------ Records for the exercise

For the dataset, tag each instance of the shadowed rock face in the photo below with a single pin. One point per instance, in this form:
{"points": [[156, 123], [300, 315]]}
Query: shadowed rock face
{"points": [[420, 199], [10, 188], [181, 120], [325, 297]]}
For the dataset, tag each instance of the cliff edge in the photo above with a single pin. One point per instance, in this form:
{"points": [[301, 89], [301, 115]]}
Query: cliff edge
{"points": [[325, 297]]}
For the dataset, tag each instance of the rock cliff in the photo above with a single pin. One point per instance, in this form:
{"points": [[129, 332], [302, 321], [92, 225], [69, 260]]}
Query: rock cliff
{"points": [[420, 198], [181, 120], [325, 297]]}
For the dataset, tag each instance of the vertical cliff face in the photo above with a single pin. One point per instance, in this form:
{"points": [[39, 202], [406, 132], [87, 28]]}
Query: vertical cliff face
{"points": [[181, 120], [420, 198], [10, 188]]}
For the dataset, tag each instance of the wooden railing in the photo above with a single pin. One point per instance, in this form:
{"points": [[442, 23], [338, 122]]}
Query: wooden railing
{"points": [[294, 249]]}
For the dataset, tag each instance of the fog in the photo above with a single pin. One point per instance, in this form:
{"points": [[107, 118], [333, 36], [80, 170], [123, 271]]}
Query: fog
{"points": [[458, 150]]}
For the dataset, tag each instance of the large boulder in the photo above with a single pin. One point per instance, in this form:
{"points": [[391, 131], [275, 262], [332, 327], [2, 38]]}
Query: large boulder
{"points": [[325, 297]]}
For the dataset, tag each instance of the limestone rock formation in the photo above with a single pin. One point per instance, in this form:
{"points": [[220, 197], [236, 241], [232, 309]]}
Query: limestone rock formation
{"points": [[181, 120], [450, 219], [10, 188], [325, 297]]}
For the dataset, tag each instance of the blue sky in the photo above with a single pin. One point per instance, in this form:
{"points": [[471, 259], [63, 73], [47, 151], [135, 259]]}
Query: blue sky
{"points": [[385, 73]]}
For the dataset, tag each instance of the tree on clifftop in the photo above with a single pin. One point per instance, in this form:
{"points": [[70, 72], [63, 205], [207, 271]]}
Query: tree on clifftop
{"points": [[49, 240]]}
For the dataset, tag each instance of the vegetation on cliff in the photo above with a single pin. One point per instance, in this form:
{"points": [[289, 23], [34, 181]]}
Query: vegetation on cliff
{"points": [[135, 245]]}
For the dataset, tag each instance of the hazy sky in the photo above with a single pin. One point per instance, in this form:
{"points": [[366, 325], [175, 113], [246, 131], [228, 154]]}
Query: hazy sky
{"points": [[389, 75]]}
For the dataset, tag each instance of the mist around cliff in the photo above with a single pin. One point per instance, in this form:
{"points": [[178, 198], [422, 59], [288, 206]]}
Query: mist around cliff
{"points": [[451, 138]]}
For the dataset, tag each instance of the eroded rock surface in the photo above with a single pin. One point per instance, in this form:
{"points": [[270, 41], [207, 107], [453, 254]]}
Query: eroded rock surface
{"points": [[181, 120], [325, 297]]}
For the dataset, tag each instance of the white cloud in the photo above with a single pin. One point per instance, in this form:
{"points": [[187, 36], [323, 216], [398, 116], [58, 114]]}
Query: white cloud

------------

> Goal of the exercise: Everything in the listing above should be restated exactly.

> Result:
For the dataset, tag each instance of the shadowed rock face in the photo below with a single pin. One point per instance, in this form:
{"points": [[156, 123], [300, 315]]}
Query: shadowed rock face
{"points": [[420, 199], [10, 188], [181, 120], [325, 297]]}
For the dataset, tag each instance of the cliff edge in the photo above with a single pin. One point per instance, in this form:
{"points": [[301, 89], [301, 115]]}
Query: cliff edge
{"points": [[325, 297]]}
For the dataset, tag each instance of the rock cliff in the photo above with a single pin. One point per instance, in this form:
{"points": [[129, 332], [302, 321], [92, 225], [69, 260]]}
Query: rock cliff
{"points": [[420, 198], [181, 120], [325, 297]]}
For the dataset, tag each instance of the vertical cliff face in the photo above with a single pin. One point per instance, in this form:
{"points": [[39, 202], [406, 132], [87, 28]]}
Query: vertical cliff face
{"points": [[181, 120], [420, 198], [10, 188]]}
For the dataset, tag each instance of the wooden railing in the photo above with a single pin. One point per instance, in this form:
{"points": [[442, 23], [338, 122]]}
Query: wooden railing
{"points": [[294, 249]]}
For the dataset, tag each instance of the fog in the photo above with a single pin. One point per instance, in this form:
{"points": [[107, 118], [333, 36], [80, 170], [123, 271]]}
Query: fog
{"points": [[458, 150]]}
For the dataset, tag each instance of the large boulder in the photo above with a single pin. One point per instance, in this form:
{"points": [[391, 131], [275, 262], [332, 327], [2, 38]]}
Query: large boulder
{"points": [[325, 297]]}
For the dataset, tag each instance of the limestone rock formation in the photo above with a single pin. One point per instance, in this form:
{"points": [[220, 197], [236, 241], [232, 309]]}
Query: limestone rock formation
{"points": [[181, 120], [450, 219], [10, 188], [325, 297]]}
For the dataset, tag each instance of the blue sky in the photo above with a single pin. One point per instance, in this form:
{"points": [[471, 259], [63, 73], [47, 151], [135, 259]]}
Query: blue sky
{"points": [[385, 73]]}
For the dataset, tag each instance of the tree on clifftop in the photo above with a single pin. One point per instance, in this form:
{"points": [[70, 72], [63, 205], [207, 271]]}
Query: tree on clifftop
{"points": [[49, 240]]}
For the dataset, tag each instance of the vegetation on cliff in the photo above with a single pin. One point per instance, in this form:
{"points": [[289, 23], [34, 181]]}
Query: vegetation on cliff
{"points": [[135, 245]]}
For the dataset, tag each instance of the hazy sky in the photo above with a single pin. One point per instance, in this form:
{"points": [[366, 325], [175, 113], [246, 131], [228, 154]]}
Query: hazy sky
{"points": [[389, 75]]}
For the dataset, tag each instance of the mist around cliff in the photo above with a single pin. One point per instance, in this form:
{"points": [[178, 198], [422, 59], [288, 206]]}
Query: mist around cliff
{"points": [[451, 138]]}
For the dataset, tag each instance of the eroded rock surface in the photo above with a single pin. One point per instance, in this form:
{"points": [[270, 41], [207, 107], [453, 254]]}
Query: eroded rock surface
{"points": [[181, 120], [325, 297]]}
For the dataset, tag each instance of the white cloud in the photo above with a single pin. One point per instance, in this form:
{"points": [[187, 36], [323, 216], [398, 116], [58, 114]]}
Query: white cloud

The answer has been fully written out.